Task item:
Exclude the images and transcribe the entries below precisely.

[Start of section]

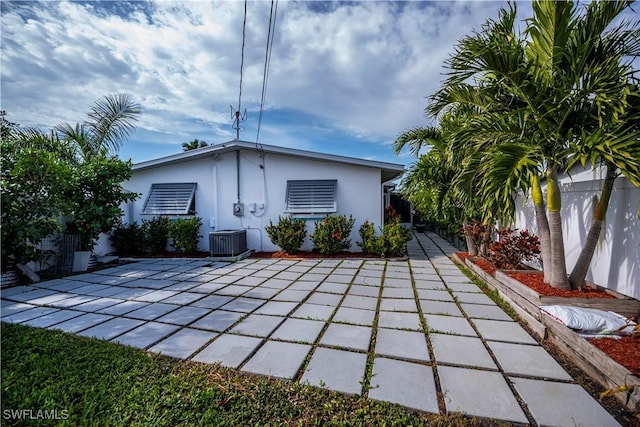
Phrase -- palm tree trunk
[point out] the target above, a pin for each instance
(471, 245)
(579, 272)
(554, 202)
(543, 226)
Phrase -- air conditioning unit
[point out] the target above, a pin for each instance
(227, 242)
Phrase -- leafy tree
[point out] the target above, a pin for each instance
(192, 145)
(539, 98)
(34, 179)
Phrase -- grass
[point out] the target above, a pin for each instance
(100, 383)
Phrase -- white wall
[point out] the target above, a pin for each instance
(616, 261)
(359, 192)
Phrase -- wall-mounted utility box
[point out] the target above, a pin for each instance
(238, 209)
(228, 242)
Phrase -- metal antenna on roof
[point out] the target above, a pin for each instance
(237, 119)
(236, 115)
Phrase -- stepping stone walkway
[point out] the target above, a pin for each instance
(416, 332)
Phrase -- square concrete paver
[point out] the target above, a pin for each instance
(489, 312)
(183, 298)
(218, 320)
(402, 344)
(479, 393)
(229, 350)
(97, 304)
(337, 370)
(300, 330)
(183, 315)
(152, 311)
(278, 359)
(123, 308)
(459, 350)
(81, 323)
(277, 308)
(473, 298)
(313, 311)
(405, 383)
(112, 328)
(321, 298)
(292, 295)
(503, 331)
(183, 343)
(53, 318)
(529, 360)
(212, 301)
(359, 301)
(562, 404)
(257, 325)
(145, 335)
(347, 336)
(398, 320)
(397, 304)
(29, 314)
(449, 325)
(356, 316)
(440, 307)
(243, 305)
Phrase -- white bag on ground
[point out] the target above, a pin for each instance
(589, 320)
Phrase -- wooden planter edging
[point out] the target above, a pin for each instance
(606, 371)
(594, 362)
(621, 304)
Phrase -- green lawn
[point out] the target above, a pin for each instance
(100, 383)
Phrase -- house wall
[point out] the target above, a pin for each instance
(359, 192)
(616, 261)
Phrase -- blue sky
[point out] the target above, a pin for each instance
(345, 77)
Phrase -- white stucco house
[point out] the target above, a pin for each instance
(616, 261)
(242, 186)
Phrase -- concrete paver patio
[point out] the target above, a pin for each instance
(433, 340)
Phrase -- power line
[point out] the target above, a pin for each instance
(236, 116)
(267, 61)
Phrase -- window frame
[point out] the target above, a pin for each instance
(183, 203)
(318, 203)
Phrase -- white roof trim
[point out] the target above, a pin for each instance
(390, 170)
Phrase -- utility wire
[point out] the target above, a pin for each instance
(267, 62)
(236, 115)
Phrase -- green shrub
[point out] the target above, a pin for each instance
(155, 234)
(128, 239)
(288, 234)
(185, 233)
(332, 234)
(369, 240)
(393, 239)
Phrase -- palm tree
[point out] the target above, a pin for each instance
(110, 122)
(192, 145)
(529, 94)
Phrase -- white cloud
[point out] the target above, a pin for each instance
(361, 68)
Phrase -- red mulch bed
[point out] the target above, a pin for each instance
(534, 281)
(311, 255)
(625, 351)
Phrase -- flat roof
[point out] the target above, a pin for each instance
(390, 171)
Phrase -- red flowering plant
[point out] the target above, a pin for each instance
(332, 234)
(288, 234)
(513, 248)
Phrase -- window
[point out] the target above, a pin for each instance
(171, 199)
(311, 196)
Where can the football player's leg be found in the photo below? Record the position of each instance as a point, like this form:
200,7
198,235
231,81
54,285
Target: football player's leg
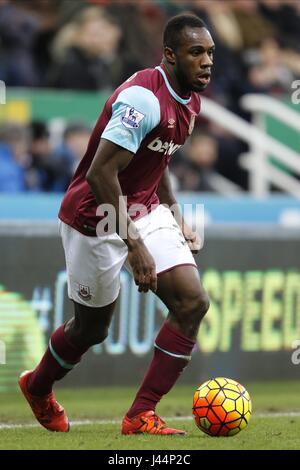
67,344
181,291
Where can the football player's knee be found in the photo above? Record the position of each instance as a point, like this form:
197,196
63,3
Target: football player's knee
196,307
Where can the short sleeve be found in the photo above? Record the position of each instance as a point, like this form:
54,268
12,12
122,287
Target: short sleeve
135,113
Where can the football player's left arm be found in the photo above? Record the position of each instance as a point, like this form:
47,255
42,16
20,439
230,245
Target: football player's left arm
166,196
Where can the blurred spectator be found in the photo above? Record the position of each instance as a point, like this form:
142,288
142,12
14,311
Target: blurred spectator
194,169
68,155
13,158
18,31
86,53
284,14
268,71
42,172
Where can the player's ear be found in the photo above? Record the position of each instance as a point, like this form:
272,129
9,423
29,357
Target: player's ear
170,55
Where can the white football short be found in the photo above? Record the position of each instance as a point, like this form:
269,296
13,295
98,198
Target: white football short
94,263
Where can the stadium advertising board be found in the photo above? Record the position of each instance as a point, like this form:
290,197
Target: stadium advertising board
250,332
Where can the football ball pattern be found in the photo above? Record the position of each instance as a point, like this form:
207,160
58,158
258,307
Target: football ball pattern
222,407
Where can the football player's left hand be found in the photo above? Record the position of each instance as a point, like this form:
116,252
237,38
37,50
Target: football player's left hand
193,240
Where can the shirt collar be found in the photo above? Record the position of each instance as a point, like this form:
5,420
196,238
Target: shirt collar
171,90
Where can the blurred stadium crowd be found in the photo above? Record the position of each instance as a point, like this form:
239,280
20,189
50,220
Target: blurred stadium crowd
97,44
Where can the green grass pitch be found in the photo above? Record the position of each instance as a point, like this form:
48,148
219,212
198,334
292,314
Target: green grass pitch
97,413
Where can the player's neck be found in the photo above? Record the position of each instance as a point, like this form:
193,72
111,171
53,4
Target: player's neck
184,93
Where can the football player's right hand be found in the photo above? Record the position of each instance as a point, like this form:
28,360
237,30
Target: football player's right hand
143,267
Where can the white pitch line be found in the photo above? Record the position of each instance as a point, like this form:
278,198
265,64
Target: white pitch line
288,414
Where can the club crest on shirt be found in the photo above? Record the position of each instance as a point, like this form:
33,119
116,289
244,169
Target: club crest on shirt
132,118
84,292
192,124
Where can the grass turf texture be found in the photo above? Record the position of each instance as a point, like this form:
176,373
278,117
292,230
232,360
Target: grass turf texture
264,431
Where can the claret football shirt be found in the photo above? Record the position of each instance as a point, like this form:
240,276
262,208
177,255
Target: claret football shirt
147,117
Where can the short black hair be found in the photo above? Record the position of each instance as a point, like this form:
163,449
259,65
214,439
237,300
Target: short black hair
176,24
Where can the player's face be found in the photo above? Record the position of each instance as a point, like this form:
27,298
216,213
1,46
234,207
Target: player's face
194,59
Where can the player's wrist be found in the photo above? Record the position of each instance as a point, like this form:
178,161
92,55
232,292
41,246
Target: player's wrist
133,243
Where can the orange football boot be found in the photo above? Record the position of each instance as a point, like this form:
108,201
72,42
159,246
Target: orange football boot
148,422
47,411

[End of section]

Exercise solution:
Phrase -- palm tree trunk
[point out] the target above, a pin for each instance
(471, 245)
(579, 272)
(554, 202)
(543, 226)
Phrase -- air conditioning unit
[point out] the target above, a pin for each instance
(227, 242)
Phrase -- leafy tree
[point out] the target above, a pin for each instance
(192, 145)
(539, 98)
(34, 179)
Phrase -- grass
[point out] the target above, a pin for each instance
(100, 383)
Phrase -- white wall
[point out] the target above, a pin for each instance
(616, 261)
(359, 192)
Phrase -- wall-mounted utility box
[point out] the target above, a pin for each instance
(238, 209)
(228, 242)
Phrase -- metal antenna on roof
[point out] the target above, a pin for each instance
(237, 119)
(236, 115)
Phrase -- stepping stone walkway
[point out] the target above, a pin for each instance
(416, 332)
Phrase -- square concrete paver
[point out] the target above, a pin for each instance
(489, 312)
(183, 298)
(218, 320)
(402, 344)
(479, 393)
(229, 350)
(97, 304)
(337, 370)
(300, 330)
(183, 315)
(152, 311)
(278, 359)
(123, 308)
(459, 350)
(81, 323)
(277, 308)
(473, 298)
(313, 311)
(405, 383)
(112, 328)
(321, 298)
(292, 295)
(503, 331)
(183, 343)
(53, 318)
(529, 360)
(212, 301)
(359, 301)
(562, 404)
(257, 325)
(145, 335)
(347, 336)
(398, 320)
(397, 304)
(29, 314)
(449, 325)
(356, 316)
(440, 307)
(243, 305)
Phrase -- white bag on ground
[point out] the target above, a pin for each instance
(589, 320)
Phrase -- wooden planter edging
[point out] the target above, a pin for each instance
(606, 371)
(594, 362)
(621, 304)
Phrase -- green lawn
[point out] the target above, a pin for each instance
(100, 383)
Phrase -- house wall
[point out] the target above, a pin for each instance
(359, 192)
(616, 261)
Phrase -- blue sky
[point out] the target above, a pin for each instance
(345, 77)
Phrase -- white stucco house
[point out] the target above, a pin for each instance
(616, 261)
(242, 186)
Phrase -- concrete paver patio
[point out] the target above, a pin for each instance
(433, 340)
Phrase -- power line
[point out] the target above, a pin for each instance
(236, 116)
(267, 61)
Phrase -- window frame
[point out] the target above, a pin for each instance
(183, 203)
(318, 203)
Phrase -- white roof trim
[point out] the target above, a pin for each instance
(390, 170)
Phrase -- utility wire
[point out] the target above, a pin for each instance
(267, 62)
(236, 115)
Phrase -- green shrub
[point out] the target above, a pin for each instance
(155, 234)
(128, 239)
(288, 234)
(185, 233)
(332, 234)
(369, 240)
(393, 239)
Phrase -- palm tree
[point out] the target above, a pin for each instance
(110, 122)
(192, 145)
(529, 94)
Phrase -- white cloud
[point out] the target above, a pin for each instance
(361, 68)
Phrase -- red mulch bed
[point out] the target above, a pin for each instance
(534, 281)
(311, 255)
(625, 351)
Phrase -- flat roof
[point out] the target above, a pin for each instance
(390, 171)
Phrase -- red flowering plant
[point out] the target above, a pin for each instance
(332, 234)
(288, 234)
(513, 248)
Phrase -- window
[point out] the target above, a pin for each instance
(171, 199)
(311, 196)
Where can the football player's leg be found in the photo below? Record the position of each instance as a point, like this form:
200,7
198,235
231,81
54,285
Target: football player's leg
67,344
181,291
Where can the football player's knee be found in the photo above? Record the position of each instance as a point, like this form:
197,196
63,3
Target: football player's knee
196,307
Where can the short sleeve be found in the photo above? Record the position of each instance as a point, like this form:
54,268
12,12
122,287
Target: short sleeve
135,113
Where can the football player's left arm be found in the photo above? Record the position of each instance as a point, like this form:
47,255
42,16
20,439
230,245
Target: football player's left arm
166,196
Where can the blurred spectator be found in the photo above? Record the position of each instance as a point, like this form:
142,288
142,12
14,311
Target: blurred spectator
194,169
68,155
13,158
18,31
86,53
284,14
268,71
42,172
Where can the player's ear be found in the photo above? Record the position of each instance as a point, like this form:
272,129
9,423
29,357
Target: player's ear
170,55
Where can the white football short be found in the photo above? Record the position of each instance as a point, like this form:
269,296
13,295
98,198
Target: white football short
94,263
Where can the stadium advertising board be found in the photo above? Record the position of each instance as a point, like this form:
290,197
Target: stadium advertising board
250,332
Where can the football ball pattern be found in the photo above? Record the position of each instance as a point, like this form:
207,160
58,158
258,307
Target: football ball pattern
222,407
Where can the football player's left hand be found in the photo above? Record the position of each instance as a point, like this form:
116,252
237,38
37,50
Target: football player's left hand
193,240
Where can the shirt collar be found in the photo above? Record the position of each instance as a point, like this form:
5,420
196,238
Target: shirt collar
171,90
Where can the blurred stadium crowd be found in the photo above? Record the position of each instance as a point, like this form:
239,280
20,189
50,220
Target: blurred stadium crowd
97,44
Where can the green grass pitch be found in the photo above? Record the position of each instance as a point, like this form:
48,148
219,212
198,334
292,314
Target: green grass pitch
97,413
Where can the player's neck be found in the photo above? Record the position of each instance as a point, like this form:
193,72
111,171
53,4
Target: player's neck
184,93
Where can the football player's right hand be found in the photo above? Record the position of each instance as a point, like this form:
28,360
237,30
Target: football player's right hand
143,267
Where can the white pitch line be found in the photo above? Record the position of each instance as a point, like this form:
278,198
265,64
Target: white pitch line
288,414
Where can the club crest on shirt be found in the photo above? Record the position of each instance as a point, like this form:
33,119
116,289
244,169
Target: club crest on shirt
132,118
84,292
192,124
Where can the grass turf texture be found in the photo above? Record the position of each instance as a point, like this form:
176,373
278,117
292,230
232,360
Target: grass turf texture
264,431
Where can the claret football shirt be found in the photo above? Record the position of each instance as a point, like this form:
240,276
262,208
177,255
Target: claret football shirt
147,117
Where can the short black hair be found in the photo above? Record the position of each instance as a point, like this form:
163,449
259,65
214,439
237,300
Target: short black hair
176,24
Where can the player's face be found in the photo above? Record the position of each instance as a point, like this form:
27,298
216,213
1,46
234,207
Target: player's face
194,59
Where can the player's wrist be found in the photo above? Record the position of each instance as a point, like this form:
178,161
92,55
232,292
41,246
Target: player's wrist
133,243
Where can the orange football boot be found in the photo above? Record the position of each instance as a point, like this form:
108,201
72,42
159,246
Target: orange football boot
148,422
47,411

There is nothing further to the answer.